**Dokumentauszug:**
# AMDs Zen - Weitere Architekturdetails



## Locuza (3. Oktober 2015)

Schritt für Schritt kommt AMD und die interessierte Technikmeute der neuen CPU-Zukunft von AMD näher. 
Herrschte vor vielen Jahren generelles Unwissen über AMDs Zukunftspläne, wurden diese sehr grob 2014 von AMD auf der Core Innovation Summit offen gelegt. 
Es folgten viele (falsche&richtige) Gerüchte, Spekulationen und potentielle Leaks, garniert mit weiteren offiziellen AMD-Angaben.

Ein echtes Bild konnte und kann man sich leider nur grob machen, da offizielle oder verlässliche Informationen rar gesät sind. 
Klar und offiziell von AMD herausgegeben sind nur grobe Details:




			Dieser Inhalt steht nur eingeloggten Mitgliedern zur Verfügung.
        





Der Schleier hat sich aber seit dem 30. September nennenswert geöffnet, dank einem von AMD eingesendeten Compiler Patch für die GNU Compiler Collection, kurz GCC, welcher die ersten Optimierungen für Zen einpflegt:
https://patchwork.ozlabs.org/patch/524324/

Mit diesen Informationen hat sich ein bekannter Technik Veteran Matthias Waldhauer (Dresdenboy), welcher seit vielen Jahren eingereichte Patente analysiert und CPU-Entwicklungen verfolgt, auseinandergesetzt. 
Citavia Blog

Folgendes, von Dresdenboy gezeichnete Schema, könnte Zen sehr nahe kommen:




			Dieser Inhalt steht nur eingeloggten Mitgliedern zur Verfügung.

**Bereitgestellte Einträge:**
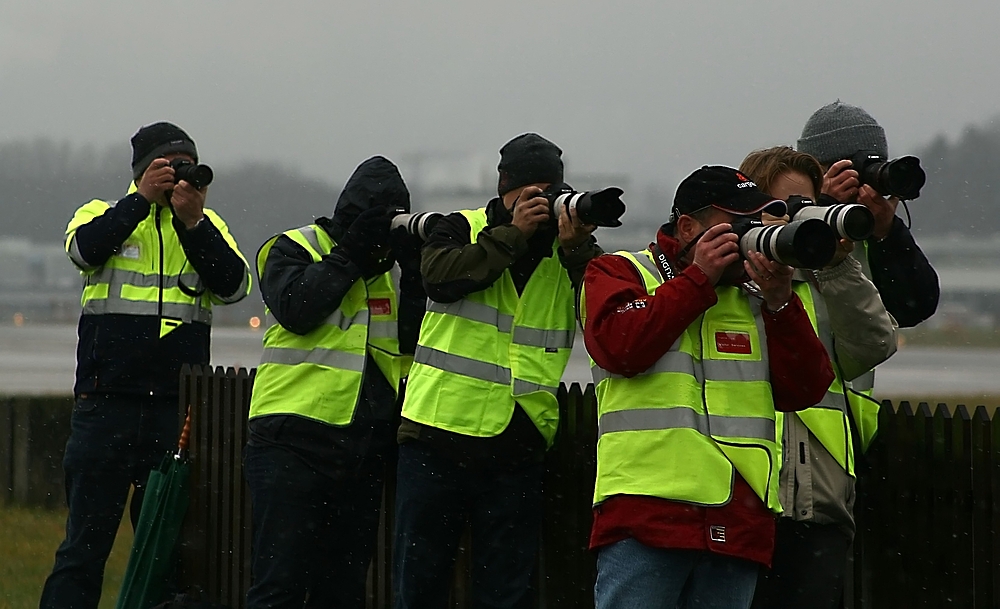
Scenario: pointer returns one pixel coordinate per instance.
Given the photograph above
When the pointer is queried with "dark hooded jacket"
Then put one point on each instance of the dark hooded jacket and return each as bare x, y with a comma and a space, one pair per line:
301, 294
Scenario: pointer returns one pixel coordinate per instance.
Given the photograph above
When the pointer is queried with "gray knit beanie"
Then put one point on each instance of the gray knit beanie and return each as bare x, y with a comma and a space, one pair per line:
838, 130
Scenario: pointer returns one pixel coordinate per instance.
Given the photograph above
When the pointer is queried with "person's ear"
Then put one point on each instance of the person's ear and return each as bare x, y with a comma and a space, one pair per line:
688, 228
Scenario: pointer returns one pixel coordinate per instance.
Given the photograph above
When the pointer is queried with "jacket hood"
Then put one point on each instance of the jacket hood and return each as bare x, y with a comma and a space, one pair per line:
375, 183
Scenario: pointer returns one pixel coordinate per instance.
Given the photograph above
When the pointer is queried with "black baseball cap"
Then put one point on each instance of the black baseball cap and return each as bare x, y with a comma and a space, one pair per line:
723, 188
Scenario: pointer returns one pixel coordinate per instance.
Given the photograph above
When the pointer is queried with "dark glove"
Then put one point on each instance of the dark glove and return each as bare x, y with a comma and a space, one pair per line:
366, 242
406, 250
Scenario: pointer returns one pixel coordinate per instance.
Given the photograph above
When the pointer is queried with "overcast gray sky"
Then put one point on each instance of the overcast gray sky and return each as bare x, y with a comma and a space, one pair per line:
653, 89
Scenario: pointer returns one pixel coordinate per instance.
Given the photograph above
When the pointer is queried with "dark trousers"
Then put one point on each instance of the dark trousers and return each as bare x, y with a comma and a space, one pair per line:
113, 445
810, 561
435, 497
313, 534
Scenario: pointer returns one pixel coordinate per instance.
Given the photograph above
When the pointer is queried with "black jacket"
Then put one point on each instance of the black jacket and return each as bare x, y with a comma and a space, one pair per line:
301, 294
124, 354
904, 277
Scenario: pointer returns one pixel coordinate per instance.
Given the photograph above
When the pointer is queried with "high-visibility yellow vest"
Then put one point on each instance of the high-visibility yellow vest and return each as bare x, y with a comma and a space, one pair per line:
864, 407
150, 274
679, 429
478, 356
318, 375
827, 420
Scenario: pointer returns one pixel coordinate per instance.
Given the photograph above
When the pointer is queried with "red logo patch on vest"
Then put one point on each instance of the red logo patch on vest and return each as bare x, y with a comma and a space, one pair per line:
380, 306
733, 342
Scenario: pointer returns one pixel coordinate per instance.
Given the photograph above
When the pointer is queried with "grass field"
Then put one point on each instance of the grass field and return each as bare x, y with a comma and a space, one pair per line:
28, 541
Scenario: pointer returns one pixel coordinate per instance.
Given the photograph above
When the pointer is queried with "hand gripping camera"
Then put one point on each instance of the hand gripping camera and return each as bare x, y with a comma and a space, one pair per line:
902, 177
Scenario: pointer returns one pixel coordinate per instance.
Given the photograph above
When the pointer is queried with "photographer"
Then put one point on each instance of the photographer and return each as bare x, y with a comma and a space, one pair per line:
691, 363
323, 410
818, 449
154, 263
898, 268
480, 407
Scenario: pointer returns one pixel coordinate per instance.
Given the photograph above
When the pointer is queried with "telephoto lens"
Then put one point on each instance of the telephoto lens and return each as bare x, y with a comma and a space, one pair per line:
198, 176
802, 244
902, 177
596, 207
420, 224
849, 221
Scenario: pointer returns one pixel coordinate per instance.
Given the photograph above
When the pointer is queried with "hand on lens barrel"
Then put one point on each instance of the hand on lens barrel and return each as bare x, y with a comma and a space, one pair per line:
155, 181
366, 242
406, 249
188, 203
717, 249
773, 279
530, 211
841, 182
571, 232
882, 208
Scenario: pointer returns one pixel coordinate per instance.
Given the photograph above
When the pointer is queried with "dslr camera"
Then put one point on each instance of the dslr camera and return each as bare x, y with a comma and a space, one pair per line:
902, 177
419, 224
803, 244
196, 175
849, 221
597, 207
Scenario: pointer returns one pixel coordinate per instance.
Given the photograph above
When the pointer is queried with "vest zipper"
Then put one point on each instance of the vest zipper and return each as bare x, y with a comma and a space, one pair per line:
159, 240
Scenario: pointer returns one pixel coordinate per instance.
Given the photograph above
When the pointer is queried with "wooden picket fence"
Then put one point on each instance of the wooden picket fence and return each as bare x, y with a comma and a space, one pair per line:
928, 523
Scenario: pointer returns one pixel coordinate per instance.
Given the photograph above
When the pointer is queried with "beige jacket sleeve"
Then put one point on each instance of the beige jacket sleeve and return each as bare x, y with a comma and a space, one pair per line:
865, 333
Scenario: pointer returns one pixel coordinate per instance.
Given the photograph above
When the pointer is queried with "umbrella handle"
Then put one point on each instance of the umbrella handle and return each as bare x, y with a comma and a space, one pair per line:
182, 444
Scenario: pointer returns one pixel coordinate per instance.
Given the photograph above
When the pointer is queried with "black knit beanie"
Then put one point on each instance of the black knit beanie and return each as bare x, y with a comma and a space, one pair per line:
528, 159
153, 141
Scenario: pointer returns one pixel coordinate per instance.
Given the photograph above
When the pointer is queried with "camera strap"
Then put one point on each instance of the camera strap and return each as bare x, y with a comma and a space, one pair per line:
666, 269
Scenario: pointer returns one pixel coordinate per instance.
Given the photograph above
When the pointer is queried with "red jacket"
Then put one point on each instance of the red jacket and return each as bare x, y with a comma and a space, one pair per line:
627, 339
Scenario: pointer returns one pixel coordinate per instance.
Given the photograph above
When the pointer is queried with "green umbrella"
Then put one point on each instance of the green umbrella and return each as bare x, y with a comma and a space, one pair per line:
163, 508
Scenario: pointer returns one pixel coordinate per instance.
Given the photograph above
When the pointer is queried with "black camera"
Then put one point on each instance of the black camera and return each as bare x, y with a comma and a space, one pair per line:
198, 176
849, 221
804, 244
597, 207
420, 224
902, 177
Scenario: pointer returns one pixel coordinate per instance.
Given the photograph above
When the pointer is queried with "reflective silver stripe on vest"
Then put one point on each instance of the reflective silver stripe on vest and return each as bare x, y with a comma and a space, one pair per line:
330, 358
473, 311
240, 292
122, 277
653, 419
671, 361
522, 387
120, 306
382, 329
831, 401
464, 366
865, 382
310, 235
546, 339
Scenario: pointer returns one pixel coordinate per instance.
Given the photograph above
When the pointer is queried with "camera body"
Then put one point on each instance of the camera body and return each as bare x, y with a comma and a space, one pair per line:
804, 244
849, 221
596, 207
419, 224
196, 175
902, 177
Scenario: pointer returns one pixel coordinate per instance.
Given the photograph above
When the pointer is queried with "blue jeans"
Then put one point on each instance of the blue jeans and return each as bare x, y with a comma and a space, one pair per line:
435, 497
113, 445
631, 575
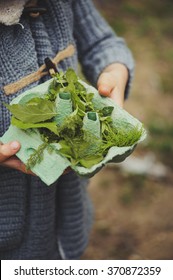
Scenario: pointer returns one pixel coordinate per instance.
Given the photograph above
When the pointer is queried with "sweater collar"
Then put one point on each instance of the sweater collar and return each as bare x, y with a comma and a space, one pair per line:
11, 11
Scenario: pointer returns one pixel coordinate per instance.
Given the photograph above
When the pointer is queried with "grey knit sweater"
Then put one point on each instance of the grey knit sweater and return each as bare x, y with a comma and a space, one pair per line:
36, 221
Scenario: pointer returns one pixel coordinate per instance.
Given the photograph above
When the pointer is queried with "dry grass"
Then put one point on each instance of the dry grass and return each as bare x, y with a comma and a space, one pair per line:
134, 214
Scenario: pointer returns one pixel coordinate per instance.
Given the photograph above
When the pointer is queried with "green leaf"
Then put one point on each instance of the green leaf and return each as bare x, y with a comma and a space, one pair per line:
90, 161
107, 111
35, 111
49, 125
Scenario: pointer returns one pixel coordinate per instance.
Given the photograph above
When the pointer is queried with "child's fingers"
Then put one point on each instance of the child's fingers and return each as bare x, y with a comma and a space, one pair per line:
15, 163
8, 150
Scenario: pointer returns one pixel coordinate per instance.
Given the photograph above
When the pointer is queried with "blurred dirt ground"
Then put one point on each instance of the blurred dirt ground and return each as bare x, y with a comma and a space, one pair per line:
134, 212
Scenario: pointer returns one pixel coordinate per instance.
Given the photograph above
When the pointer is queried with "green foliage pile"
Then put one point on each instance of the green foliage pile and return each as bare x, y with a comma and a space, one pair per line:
78, 145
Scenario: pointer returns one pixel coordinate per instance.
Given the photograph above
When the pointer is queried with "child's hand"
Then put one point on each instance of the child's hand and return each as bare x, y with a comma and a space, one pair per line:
8, 158
112, 82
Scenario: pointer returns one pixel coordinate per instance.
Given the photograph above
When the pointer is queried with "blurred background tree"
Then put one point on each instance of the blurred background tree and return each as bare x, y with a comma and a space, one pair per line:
133, 200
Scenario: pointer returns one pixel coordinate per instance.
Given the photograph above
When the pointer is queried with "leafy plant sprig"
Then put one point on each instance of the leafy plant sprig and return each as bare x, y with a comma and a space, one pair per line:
81, 147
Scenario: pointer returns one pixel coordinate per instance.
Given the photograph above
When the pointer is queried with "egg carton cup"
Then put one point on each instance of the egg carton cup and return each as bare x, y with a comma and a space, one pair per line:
53, 165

**Aufgabenstellung:**
Beantworte anhand des Beitrags über AMDs Zen diese Fragen:
1. Auf welcher Veranstaltung legte AMD 2014 seine Zukunftspläne grob offen?
2. Für welche Compiler-Sammlung reichte AMD den Patch mit den ersten Optimierungen für Zen ein?
3. Unter welchem Namen ist Matthias Waldhauer außerdem bekannt?
Die Auflistung ist eigenständiges Material und gehört nicht zum Beitrag über AMDs Zen.

**Die Lösung:**
1. Auf dem Core Innovation Summit.
2. Für die GNU Compiler Collection (GCC).
3. Dresdenboy.